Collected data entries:
○ ○ ○ ○

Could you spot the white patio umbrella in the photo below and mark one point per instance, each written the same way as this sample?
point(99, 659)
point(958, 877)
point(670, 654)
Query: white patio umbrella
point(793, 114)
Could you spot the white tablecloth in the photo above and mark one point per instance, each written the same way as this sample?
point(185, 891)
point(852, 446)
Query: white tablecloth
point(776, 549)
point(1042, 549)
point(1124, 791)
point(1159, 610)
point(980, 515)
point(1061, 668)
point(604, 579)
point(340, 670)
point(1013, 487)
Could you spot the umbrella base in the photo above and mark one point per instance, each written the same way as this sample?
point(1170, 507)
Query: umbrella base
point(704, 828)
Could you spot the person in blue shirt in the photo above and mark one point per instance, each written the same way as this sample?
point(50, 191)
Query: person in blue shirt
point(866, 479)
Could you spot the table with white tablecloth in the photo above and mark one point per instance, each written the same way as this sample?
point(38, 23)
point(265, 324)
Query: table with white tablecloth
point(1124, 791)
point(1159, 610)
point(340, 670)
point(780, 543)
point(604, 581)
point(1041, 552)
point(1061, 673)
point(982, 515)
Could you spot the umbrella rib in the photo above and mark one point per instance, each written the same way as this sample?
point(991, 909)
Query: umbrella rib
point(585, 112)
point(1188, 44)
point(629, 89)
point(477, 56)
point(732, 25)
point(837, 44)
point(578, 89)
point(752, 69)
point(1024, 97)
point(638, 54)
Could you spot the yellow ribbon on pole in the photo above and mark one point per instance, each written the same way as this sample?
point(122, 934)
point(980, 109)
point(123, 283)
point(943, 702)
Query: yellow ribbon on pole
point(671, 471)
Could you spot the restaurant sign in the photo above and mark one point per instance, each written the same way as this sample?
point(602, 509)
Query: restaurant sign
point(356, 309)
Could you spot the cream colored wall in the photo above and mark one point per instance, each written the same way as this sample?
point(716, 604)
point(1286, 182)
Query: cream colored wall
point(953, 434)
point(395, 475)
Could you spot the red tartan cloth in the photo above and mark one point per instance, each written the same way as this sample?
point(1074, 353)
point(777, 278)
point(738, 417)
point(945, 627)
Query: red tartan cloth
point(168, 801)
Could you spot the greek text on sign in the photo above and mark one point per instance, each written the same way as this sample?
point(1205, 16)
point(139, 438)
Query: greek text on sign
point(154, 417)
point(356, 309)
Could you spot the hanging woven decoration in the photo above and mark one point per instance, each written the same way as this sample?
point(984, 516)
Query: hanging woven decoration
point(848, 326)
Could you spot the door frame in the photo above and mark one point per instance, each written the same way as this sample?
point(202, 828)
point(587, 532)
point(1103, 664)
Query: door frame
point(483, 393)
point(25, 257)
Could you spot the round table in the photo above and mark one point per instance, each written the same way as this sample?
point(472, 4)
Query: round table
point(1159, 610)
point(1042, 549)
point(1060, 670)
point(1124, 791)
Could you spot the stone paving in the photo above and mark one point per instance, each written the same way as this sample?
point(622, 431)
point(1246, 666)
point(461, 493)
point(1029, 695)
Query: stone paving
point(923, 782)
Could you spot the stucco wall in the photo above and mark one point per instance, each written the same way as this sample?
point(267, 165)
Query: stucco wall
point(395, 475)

○ ○ ○ ○

Would you transcribe every entry exactly, leaving nothing out?

Expected answer:
Could you spot the white patio umbrella in the photo below and mark one point per instance, each written the same way as this sample?
point(99, 659)
point(958, 877)
point(670, 654)
Query: white patio umbrella
point(793, 114)
Could you spot the white tablecloth in the photo above and mark one point per instance, each written the same way as this sample?
point(185, 891)
point(852, 446)
Query: white tablecloth
point(776, 549)
point(1042, 549)
point(1124, 791)
point(1159, 610)
point(980, 515)
point(1061, 668)
point(604, 579)
point(340, 670)
point(1013, 487)
Could you spot the umbrella base in the photo above and mark one point per instance, each written the same way as this sample?
point(1170, 507)
Query: umbrella base
point(704, 828)
Could you spot the person in blue shirt in the photo above and mark one point per instance, each written the same way as this sample?
point(50, 191)
Query: person in blue shirt
point(866, 479)
Could you spot the table with white tablecloth in the photo above and mark one point per instance, each written the same way as this sample?
point(38, 23)
point(265, 324)
Query: table with white tablecloth
point(1124, 791)
point(1159, 610)
point(340, 670)
point(780, 543)
point(604, 581)
point(1041, 552)
point(1061, 673)
point(982, 515)
Could you spot the umbrella rib in the photo above and mark one point per instance, each written the same way as this sample?
point(991, 909)
Query: umbrella rib
point(585, 112)
point(1188, 44)
point(629, 89)
point(477, 56)
point(732, 25)
point(837, 44)
point(578, 89)
point(752, 69)
point(1024, 97)
point(638, 54)
Could you spot the yellow ribbon on pole in the photo above and mark one point per instance, each written the same way as this sample?
point(122, 934)
point(980, 109)
point(123, 283)
point(943, 702)
Query: yellow ribbon on pole
point(671, 471)
Could you spot the restaurant sign in the photo above and mark one point per instance, each written the same way as this sample?
point(602, 509)
Query: restaurant sign
point(356, 309)
Could you spot the cream colored wall in the photo above and mark one point per instance, each written the same way as this sample?
point(716, 604)
point(1286, 182)
Query: cream colored wall
point(953, 434)
point(395, 475)
Could you spot the red tartan cloth in the photo above and mark one point per instance, each written the same way as this sample?
point(1074, 353)
point(777, 278)
point(738, 417)
point(945, 627)
Query: red tartan cloth
point(168, 801)
Could you spot the greek text on sign in the photo above and mark one point per instance, each written the same way as this sample?
point(1205, 16)
point(139, 438)
Query: greek text on sign
point(154, 417)
point(356, 309)
Could you spot the hanging woven decoration in the photo above and mark one point per instance, each written the same way as this sample?
point(984, 516)
Query: hanging woven decoration
point(848, 326)
Could you spot the door frame in the photo above and mark one point per instance, each written the same way as this sample?
point(202, 828)
point(587, 532)
point(1103, 664)
Query: door frame
point(483, 393)
point(25, 257)
Could you spot the round table in the photo above and mark one point per instance, each written the same way as this sample?
point(472, 4)
Query: round table
point(1159, 610)
point(1042, 549)
point(1060, 670)
point(1124, 791)
Could you spot the stone paving in the photo above and mark one point per instance, each written the same way as this sample?
point(622, 431)
point(1246, 666)
point(461, 493)
point(1029, 695)
Query: stone paving
point(923, 782)
Could you spot the stucco wall in the photo above and mark one point per instance, each written the same way as this sample?
point(267, 165)
Query: stucco wall
point(395, 475)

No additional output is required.